» Document text:
Re: refactoring relation extension and BufferAlloc(), faster COPY - Mailing list pgsql-hackers

From Andres Freund
Subject Re: refactoring relation extension and BufferAlloc(), faster COPY
Date
Msg-id 20230329041355.5k6yywi7uer5v5sa@awork3.anarazel.de
Whole thread Raw
In response to Re: refactoring relation extension and BufferAlloc(), faster COPY  (Kyotaro Horiguchi <horikyota.ntt@gmail.com>)
List pgsql-hackers
Hi,

On 2023-03-27 15:32:47 +0900, Kyotaro Horiguchi wrote:
> At Sun, 26 Mar 2023 12:26:59 -0700, Andres Freund <andres@anarazel.de> wrote in
> > Hi,
> >
> > Attached is v5. Lots of comment polishing, a bit of renaming. I extracted the
> > relation extension related code in hio.c back into its own function.
> >
> > While reviewing the hio.c code, I did realize that too much stuff is done
> > while holding the buffer lock. See also the pre-existing issue
> > https://postgr.es/m/20230325025740.wzvchp2kromw4zqz%40awork3.anarazel.de
>
> 0001, 0002 looks fine to me.
>
> 0003 adds the new function FileFallocte, but we already have
> AllocateFile. Although fd.c contains functions with varying word
> orders, it could be confusing that closely named functions have
> different naming conventions.

The syscall is named fallocate, I don't think we'd gain anything by inventing
a different name for it? Given that there's a number of File$syscall
operations, I think it's clear enough that it just fits into that. Unless you
have a better proposal?


> +    /*
> +     * Return in cases of a "real" failure, if fallocate is not supported,
> +     * fall through to the FileZero() backed implementation.
> +     */
> +    if (returnCode != EINVAL && returnCode != EOPNOTSUPP)
> +        return returnCode;
>
> I'm not entirely sure, but man 2 fallocate tells that ENOSYS also can
> be returned. Some googling indicate that ENOSYS might need the same
> amendment to EOPNOTSUPP. However, I'm not clear on why man
> posix_fallocate donsn't mention the former.

posix_fallocate() and its errors are specified by posix, I guess. I think
glibc etc will map ENOSYS to EOPNOTSUPP.

I really dislike this bit from the posix_fallocate manpage:

EINVAL offset was less than 0, or len was less than or equal to 0, or the underlying filesystem does not support the
operation.

» Information shown:
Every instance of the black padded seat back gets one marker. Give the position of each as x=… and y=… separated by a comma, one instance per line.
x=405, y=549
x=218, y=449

» Task set:
• A. Name every error code that appears in the pgsql-hackers message.
• B. Answer these from the pgsql-hackers message, giving each answer on its own line with the same mark:
(i) Which version did Andres Freund attach on Sunday, March 26?
(ii) Which two patches did Kyotaro Horiguchi say look fine?
(iii) What does Andres Freund think glibc will map ENOSYS to?
• C. Reproduce the pgsql-hackers message from "The syscall is" to "FileZero() backed implementation.".

» Answers:
• A. EINVAL, EOPNOTSUPP, ENOSYS

• B.
(i) v5
(ii) 0001 and 0002
(iii) EOPNOTSUPP

• C.
The syscall is named fallocate, I don't think we'd gain anything by inventing
a different name for it? Given that there's a number of File$syscall
operations, I think it's clear enough that it just fits into that. Unless you
have a better proposal?


> +    /*
> +     * Return in cases of a "real" failure, if fallocate is not supported,
> +     * fall through to the FileZero() backed implementation.